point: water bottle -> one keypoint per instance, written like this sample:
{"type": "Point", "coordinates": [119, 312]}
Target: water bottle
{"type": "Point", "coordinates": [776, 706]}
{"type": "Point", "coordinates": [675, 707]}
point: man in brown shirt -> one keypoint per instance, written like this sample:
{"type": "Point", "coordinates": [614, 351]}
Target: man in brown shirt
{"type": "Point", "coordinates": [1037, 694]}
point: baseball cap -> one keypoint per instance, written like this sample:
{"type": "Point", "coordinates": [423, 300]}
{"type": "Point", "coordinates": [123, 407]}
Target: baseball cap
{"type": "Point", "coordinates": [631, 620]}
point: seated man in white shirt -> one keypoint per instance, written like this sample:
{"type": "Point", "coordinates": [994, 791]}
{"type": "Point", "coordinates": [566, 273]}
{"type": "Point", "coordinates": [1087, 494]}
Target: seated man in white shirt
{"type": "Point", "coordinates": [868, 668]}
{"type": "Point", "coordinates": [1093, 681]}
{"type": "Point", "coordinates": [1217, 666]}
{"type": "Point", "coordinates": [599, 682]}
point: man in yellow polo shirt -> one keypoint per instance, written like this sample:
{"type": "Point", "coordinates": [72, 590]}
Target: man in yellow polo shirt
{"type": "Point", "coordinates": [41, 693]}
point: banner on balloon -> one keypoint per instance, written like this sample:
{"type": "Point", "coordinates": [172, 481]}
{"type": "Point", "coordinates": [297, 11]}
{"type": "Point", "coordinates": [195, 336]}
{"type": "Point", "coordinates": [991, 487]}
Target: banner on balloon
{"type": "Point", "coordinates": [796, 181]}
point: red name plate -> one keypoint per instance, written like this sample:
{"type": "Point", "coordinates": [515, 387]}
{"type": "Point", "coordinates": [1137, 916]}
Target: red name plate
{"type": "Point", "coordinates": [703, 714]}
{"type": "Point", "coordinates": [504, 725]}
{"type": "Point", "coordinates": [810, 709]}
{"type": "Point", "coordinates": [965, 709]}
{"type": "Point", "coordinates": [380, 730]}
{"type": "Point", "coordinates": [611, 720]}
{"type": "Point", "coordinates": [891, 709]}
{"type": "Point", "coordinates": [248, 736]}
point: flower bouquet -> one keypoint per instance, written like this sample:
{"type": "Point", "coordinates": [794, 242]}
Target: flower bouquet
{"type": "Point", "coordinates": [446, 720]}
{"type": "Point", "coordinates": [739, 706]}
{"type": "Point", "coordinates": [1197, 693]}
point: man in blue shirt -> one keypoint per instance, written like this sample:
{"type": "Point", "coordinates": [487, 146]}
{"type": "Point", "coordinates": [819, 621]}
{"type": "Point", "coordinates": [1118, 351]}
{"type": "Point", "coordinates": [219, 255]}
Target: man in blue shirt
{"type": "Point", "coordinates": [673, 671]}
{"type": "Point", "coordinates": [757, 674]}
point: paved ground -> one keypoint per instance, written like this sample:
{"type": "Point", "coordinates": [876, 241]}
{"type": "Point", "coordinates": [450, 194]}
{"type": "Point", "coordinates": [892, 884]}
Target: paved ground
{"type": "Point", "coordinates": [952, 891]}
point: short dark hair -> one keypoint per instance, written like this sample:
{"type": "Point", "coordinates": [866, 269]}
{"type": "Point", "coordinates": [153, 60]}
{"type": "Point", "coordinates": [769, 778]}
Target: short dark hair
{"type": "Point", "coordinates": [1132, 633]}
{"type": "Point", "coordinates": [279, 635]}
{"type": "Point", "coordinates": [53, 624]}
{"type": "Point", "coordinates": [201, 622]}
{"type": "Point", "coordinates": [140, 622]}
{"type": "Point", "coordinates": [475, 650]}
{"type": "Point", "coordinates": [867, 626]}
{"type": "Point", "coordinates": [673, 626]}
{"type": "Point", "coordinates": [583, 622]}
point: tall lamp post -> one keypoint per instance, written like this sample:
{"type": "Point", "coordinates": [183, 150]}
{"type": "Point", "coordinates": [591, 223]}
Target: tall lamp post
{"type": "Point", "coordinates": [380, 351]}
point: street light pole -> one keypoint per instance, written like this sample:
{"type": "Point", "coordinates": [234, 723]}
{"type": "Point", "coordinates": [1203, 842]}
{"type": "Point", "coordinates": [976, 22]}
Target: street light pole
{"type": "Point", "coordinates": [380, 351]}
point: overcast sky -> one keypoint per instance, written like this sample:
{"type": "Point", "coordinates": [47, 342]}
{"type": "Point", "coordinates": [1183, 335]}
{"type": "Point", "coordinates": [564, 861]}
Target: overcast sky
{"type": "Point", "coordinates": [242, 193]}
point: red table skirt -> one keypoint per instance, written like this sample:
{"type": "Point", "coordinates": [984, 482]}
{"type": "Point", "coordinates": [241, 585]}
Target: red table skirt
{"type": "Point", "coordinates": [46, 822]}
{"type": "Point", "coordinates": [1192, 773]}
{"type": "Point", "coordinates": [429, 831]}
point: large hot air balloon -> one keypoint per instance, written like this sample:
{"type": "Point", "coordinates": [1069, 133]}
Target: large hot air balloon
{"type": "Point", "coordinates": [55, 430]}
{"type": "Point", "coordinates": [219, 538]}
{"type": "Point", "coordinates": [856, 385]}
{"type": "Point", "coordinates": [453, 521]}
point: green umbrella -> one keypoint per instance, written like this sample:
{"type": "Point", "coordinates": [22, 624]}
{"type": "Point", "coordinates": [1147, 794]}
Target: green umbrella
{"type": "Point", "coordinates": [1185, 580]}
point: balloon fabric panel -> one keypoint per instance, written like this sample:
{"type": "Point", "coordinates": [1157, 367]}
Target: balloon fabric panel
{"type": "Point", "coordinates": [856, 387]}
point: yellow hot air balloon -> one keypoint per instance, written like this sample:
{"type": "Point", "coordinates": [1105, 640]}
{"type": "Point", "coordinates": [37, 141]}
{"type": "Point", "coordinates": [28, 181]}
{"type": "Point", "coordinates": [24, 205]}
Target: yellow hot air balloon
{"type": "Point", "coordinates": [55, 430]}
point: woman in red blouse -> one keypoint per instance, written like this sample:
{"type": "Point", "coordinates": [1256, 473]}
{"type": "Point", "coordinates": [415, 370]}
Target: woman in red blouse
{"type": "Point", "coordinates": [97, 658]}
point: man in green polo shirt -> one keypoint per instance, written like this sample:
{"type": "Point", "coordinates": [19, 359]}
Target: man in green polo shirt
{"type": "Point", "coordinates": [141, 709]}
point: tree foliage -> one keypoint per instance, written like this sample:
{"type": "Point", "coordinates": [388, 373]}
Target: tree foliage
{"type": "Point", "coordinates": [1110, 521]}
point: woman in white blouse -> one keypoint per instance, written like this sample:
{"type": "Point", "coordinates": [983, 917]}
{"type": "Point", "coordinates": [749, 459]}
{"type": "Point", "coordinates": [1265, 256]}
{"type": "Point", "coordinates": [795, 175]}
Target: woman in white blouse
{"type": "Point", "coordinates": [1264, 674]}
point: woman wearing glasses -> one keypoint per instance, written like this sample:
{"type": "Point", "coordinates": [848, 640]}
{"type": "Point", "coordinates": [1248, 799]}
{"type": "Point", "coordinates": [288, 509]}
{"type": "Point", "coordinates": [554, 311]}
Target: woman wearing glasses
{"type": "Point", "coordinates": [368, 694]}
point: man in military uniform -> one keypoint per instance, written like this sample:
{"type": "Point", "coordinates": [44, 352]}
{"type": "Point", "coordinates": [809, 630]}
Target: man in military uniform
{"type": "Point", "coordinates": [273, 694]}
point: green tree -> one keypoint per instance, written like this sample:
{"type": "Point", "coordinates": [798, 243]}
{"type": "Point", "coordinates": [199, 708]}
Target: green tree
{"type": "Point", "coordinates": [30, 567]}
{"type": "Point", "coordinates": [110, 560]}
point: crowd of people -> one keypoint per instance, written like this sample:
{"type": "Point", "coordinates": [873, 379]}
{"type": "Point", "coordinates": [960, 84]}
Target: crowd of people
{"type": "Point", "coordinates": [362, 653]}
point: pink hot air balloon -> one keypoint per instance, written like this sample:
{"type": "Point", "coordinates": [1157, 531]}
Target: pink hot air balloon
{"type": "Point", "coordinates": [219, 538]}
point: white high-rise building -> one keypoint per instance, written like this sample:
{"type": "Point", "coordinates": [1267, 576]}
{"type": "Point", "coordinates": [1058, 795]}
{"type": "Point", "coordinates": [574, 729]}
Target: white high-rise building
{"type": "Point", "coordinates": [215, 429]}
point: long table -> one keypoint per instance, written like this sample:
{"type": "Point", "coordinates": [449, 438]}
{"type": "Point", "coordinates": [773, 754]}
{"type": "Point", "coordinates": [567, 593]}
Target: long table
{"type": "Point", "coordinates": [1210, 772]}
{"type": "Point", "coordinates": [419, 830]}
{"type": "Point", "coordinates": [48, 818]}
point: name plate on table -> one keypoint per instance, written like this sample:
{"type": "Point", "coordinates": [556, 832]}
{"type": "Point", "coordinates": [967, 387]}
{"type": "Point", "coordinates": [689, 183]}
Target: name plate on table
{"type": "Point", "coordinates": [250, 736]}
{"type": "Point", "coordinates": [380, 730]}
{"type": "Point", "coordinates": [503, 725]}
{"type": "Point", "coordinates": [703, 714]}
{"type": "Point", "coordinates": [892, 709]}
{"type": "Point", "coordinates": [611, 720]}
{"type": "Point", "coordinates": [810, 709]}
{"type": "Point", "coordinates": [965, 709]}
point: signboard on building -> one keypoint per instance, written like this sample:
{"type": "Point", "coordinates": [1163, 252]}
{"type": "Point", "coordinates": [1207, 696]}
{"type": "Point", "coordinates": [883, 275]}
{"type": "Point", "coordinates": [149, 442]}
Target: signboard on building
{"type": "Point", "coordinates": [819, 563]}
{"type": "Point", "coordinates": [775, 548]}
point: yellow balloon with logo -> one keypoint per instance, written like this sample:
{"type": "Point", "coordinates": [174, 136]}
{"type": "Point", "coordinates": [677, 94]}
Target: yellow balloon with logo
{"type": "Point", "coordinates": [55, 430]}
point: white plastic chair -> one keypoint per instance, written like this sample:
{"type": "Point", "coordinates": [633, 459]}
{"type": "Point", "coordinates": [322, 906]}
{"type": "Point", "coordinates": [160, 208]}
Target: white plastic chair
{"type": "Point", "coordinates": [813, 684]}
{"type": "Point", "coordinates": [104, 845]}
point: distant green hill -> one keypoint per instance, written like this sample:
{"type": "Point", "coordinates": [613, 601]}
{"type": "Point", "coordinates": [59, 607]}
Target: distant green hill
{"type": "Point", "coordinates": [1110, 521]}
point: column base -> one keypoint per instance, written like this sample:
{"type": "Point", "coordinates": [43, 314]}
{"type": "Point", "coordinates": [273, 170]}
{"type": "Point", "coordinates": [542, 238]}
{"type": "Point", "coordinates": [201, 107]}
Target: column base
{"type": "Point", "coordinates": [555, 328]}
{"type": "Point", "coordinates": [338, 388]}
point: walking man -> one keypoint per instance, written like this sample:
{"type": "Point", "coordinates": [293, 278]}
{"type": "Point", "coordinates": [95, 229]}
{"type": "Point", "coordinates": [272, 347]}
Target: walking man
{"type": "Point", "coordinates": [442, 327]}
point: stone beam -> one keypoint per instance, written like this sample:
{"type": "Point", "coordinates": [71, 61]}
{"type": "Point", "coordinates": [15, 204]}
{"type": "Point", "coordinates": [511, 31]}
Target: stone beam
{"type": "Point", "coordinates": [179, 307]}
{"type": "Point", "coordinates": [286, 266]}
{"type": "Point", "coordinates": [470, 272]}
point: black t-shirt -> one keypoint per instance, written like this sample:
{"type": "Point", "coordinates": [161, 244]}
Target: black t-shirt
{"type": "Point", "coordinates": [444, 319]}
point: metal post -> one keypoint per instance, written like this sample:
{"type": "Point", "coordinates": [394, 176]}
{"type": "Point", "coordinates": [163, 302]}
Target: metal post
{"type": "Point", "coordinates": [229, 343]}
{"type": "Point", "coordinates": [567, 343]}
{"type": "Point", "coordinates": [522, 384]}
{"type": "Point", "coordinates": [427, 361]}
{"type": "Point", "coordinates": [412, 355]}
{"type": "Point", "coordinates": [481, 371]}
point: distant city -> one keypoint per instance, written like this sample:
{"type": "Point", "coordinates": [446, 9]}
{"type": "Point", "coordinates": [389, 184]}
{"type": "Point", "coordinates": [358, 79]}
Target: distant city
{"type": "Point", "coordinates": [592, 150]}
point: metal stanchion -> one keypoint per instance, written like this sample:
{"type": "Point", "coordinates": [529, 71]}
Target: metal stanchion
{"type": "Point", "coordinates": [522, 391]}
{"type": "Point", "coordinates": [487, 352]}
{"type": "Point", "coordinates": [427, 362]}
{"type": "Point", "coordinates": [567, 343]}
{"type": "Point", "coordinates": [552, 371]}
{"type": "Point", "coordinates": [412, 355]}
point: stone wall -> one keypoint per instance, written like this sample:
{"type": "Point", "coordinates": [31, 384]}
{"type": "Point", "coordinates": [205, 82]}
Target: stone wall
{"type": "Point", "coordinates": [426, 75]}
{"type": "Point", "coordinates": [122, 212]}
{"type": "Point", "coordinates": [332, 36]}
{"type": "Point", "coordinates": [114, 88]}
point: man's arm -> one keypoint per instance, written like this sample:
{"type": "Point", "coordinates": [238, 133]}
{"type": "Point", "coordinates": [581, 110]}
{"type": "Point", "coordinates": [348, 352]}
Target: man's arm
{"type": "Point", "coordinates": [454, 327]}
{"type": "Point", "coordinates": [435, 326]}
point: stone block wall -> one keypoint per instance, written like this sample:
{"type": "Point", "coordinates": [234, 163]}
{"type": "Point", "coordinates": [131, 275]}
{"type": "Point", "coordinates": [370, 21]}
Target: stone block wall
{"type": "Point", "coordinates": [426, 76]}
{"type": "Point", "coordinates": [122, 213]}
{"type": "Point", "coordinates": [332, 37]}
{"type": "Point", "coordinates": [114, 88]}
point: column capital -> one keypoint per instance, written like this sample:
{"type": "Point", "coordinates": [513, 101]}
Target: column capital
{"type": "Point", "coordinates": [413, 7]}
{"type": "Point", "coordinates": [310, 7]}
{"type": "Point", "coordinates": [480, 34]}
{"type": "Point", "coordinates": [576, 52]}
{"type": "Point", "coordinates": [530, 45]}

────────────────────

From the "point: stone block" line to the close of the listing, restate each line word for word.

**OUTPUT FOR THIS TASK:**
point: stone block wall -> one keypoint per instance, written like this sample:
{"type": "Point", "coordinates": [234, 163]}
{"type": "Point", "coordinates": [131, 275]}
{"type": "Point", "coordinates": [370, 21]}
Target: stone block wall
{"type": "Point", "coordinates": [426, 76]}
{"type": "Point", "coordinates": [122, 213]}
{"type": "Point", "coordinates": [332, 37]}
{"type": "Point", "coordinates": [114, 88]}
point: column capital -> one keypoint per instance, written like this sample:
{"type": "Point", "coordinates": [513, 101]}
Target: column capital
{"type": "Point", "coordinates": [413, 7]}
{"type": "Point", "coordinates": [310, 7]}
{"type": "Point", "coordinates": [480, 34]}
{"type": "Point", "coordinates": [576, 52]}
{"type": "Point", "coordinates": [530, 45]}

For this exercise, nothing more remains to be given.